Stored entries:
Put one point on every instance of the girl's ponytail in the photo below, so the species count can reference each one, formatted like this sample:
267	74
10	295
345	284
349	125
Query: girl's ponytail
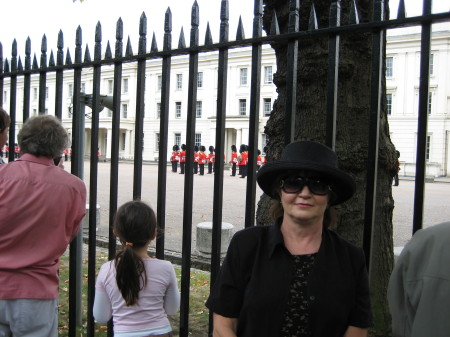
135	226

§ PROBLEM TO WORK ON
What is needed is an exact repeat of the records, with every picture left out.

§ SOLUTION FOR THIS TASK
Put one point on every instance of the girl's ponytail in the photo below, so the species count can reference each one, formatted like this sample:
267	74
10	295
345	284
349	125
Query: girl's ponytail
135	226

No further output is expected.